__REQUEST__. Please report each line of the listing below that contains the word "soil", copying every such line in full.

-- begin --

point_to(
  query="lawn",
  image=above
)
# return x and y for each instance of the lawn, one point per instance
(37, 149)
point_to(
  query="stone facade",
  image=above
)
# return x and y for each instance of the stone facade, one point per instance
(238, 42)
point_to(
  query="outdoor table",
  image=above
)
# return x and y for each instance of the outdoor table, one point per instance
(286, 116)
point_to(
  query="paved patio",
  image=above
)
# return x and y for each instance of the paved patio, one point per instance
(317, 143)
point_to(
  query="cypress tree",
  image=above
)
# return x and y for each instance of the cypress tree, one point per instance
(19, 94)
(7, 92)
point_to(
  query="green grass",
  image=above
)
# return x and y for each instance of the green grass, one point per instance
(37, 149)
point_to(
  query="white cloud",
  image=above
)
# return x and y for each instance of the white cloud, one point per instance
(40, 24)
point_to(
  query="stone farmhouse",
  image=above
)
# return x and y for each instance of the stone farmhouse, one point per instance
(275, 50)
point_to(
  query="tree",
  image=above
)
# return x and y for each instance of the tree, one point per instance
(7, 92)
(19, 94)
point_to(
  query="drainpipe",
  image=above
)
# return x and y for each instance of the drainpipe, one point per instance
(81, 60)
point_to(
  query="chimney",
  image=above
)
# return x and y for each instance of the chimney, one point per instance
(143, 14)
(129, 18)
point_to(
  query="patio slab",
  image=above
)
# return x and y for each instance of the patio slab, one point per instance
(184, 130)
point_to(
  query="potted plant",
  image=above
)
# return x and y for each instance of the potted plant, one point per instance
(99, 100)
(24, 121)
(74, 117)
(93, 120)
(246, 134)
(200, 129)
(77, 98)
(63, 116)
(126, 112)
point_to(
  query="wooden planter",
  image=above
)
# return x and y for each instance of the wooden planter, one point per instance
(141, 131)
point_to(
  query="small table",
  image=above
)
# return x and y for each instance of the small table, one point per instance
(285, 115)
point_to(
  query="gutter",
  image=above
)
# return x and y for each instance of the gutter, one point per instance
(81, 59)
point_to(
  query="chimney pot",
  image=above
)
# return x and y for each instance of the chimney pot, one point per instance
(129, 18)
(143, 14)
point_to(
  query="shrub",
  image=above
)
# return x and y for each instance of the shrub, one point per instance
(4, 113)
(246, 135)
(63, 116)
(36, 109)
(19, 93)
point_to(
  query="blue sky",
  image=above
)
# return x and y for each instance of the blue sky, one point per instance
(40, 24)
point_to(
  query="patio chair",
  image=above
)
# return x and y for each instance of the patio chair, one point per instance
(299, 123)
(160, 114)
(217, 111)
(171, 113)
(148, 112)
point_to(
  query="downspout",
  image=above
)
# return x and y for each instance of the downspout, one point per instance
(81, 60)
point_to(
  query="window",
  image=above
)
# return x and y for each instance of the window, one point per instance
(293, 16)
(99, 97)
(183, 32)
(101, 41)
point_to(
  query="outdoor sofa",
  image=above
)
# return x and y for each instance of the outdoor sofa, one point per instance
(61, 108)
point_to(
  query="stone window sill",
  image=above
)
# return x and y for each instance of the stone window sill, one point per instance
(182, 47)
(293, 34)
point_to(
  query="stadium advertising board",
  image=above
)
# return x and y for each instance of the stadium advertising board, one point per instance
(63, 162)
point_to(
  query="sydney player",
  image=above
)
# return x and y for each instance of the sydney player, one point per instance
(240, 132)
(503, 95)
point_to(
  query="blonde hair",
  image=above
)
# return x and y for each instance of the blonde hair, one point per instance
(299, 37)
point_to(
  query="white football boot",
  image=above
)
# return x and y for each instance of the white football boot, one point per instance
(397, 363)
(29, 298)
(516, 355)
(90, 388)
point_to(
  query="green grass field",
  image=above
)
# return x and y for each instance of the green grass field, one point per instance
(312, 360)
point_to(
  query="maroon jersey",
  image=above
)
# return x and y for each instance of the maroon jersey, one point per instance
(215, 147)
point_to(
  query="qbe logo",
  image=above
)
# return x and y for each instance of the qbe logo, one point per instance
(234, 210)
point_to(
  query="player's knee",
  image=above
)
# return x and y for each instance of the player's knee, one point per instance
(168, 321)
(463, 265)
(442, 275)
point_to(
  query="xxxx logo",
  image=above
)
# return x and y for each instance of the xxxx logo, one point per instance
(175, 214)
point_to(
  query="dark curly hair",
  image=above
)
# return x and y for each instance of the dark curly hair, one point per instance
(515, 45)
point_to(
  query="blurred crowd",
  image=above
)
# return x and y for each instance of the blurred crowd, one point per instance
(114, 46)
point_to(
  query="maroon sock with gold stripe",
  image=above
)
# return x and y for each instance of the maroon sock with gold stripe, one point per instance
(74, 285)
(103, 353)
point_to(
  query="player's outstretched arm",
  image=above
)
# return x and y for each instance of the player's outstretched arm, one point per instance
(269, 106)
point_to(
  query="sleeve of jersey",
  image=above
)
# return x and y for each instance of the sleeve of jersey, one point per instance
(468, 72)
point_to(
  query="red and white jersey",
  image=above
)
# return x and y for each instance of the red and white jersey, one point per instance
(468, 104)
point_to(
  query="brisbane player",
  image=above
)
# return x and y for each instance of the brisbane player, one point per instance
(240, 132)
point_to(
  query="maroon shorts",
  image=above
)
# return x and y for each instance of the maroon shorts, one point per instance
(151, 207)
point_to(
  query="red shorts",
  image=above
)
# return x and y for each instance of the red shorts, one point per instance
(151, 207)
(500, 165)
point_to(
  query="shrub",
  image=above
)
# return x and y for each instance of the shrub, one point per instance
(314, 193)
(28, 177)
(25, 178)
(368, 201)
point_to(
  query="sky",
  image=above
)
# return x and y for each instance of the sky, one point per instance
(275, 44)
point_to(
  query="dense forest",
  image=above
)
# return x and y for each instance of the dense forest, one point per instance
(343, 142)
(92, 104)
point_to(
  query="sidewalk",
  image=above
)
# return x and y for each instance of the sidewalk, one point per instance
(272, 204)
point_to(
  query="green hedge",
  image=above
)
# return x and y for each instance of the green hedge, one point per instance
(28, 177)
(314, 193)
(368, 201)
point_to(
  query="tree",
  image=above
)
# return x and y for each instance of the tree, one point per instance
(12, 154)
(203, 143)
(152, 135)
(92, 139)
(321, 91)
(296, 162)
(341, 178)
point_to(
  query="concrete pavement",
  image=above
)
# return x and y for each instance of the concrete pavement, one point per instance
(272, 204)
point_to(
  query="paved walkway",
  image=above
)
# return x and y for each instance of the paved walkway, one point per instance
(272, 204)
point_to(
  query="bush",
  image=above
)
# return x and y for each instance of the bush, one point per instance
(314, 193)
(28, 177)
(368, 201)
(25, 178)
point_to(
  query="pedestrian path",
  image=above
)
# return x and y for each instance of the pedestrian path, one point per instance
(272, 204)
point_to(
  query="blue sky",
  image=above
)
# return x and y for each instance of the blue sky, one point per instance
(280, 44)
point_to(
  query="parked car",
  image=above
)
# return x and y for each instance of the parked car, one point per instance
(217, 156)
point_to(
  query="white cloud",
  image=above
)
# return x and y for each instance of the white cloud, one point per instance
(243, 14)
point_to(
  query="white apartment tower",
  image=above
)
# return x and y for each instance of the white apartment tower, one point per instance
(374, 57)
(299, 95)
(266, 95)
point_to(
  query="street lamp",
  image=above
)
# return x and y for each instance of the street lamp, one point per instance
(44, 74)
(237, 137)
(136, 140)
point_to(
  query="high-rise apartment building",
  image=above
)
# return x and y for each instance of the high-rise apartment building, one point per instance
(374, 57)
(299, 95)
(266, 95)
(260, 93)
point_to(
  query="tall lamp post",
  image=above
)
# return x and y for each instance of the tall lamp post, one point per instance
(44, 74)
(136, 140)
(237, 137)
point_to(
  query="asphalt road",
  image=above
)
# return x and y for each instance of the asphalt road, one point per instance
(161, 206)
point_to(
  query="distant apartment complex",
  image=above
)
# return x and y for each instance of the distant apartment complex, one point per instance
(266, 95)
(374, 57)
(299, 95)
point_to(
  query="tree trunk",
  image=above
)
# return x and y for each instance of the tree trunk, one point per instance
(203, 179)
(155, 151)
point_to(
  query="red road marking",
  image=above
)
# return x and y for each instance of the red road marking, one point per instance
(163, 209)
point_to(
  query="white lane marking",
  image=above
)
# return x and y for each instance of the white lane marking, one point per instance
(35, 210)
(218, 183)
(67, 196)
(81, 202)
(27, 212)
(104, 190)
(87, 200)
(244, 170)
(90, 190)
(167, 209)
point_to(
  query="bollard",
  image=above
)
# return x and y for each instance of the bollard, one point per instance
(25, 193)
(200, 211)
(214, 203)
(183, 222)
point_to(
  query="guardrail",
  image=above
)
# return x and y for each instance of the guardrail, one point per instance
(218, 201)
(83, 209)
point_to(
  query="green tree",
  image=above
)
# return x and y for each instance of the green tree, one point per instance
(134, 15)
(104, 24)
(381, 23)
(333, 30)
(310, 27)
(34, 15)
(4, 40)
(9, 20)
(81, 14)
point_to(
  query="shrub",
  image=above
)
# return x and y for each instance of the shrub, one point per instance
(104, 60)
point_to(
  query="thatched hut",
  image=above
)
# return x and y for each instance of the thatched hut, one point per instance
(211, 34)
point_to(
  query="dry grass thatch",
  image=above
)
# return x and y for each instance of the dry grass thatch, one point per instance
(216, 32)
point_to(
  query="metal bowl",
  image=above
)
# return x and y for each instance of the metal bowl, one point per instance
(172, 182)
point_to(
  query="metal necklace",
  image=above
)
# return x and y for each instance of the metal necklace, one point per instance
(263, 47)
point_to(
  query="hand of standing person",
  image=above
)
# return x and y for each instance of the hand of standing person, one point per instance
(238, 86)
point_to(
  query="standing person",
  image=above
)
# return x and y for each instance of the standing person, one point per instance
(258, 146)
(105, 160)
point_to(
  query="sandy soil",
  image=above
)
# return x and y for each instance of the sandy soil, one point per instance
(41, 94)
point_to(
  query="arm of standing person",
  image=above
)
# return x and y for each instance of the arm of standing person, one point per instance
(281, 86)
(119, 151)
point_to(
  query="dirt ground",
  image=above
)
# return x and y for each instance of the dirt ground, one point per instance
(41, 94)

-- end --

__SOLVED PROBLEM__.
  query="sandy soil",
# return x and y for each instance of the sandy soil, one point per instance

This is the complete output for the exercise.